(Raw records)
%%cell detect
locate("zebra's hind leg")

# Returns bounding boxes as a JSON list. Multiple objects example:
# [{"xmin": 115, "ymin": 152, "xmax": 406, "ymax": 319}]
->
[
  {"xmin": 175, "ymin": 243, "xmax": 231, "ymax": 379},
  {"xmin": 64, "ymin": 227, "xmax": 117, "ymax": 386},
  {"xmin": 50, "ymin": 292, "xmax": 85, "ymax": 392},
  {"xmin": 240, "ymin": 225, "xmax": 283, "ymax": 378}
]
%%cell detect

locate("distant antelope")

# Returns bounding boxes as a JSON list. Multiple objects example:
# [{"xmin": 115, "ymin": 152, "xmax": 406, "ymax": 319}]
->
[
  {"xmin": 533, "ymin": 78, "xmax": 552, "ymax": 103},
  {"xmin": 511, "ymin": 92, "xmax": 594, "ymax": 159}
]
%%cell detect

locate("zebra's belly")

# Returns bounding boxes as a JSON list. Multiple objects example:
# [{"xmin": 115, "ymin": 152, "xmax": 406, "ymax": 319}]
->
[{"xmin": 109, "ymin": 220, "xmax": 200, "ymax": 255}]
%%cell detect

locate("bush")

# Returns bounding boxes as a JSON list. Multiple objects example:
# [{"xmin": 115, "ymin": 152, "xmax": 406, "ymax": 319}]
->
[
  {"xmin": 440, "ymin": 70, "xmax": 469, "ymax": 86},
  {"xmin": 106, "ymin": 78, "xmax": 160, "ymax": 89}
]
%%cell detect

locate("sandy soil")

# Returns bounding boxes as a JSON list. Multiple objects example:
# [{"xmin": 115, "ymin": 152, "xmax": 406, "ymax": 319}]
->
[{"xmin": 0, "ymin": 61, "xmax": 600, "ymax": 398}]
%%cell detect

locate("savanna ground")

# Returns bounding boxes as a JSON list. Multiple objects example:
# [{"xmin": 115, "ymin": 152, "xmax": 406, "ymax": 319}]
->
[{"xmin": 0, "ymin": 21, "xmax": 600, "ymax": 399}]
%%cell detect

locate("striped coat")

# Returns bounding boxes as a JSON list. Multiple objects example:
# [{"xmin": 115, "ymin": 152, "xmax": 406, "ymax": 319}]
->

> **The exercise**
Which of the raw records above contain the word "zebra"? Extract every such line and copy it out in full.

> **Task result**
locate("zebra's hind leg")
locate("zebra's belly")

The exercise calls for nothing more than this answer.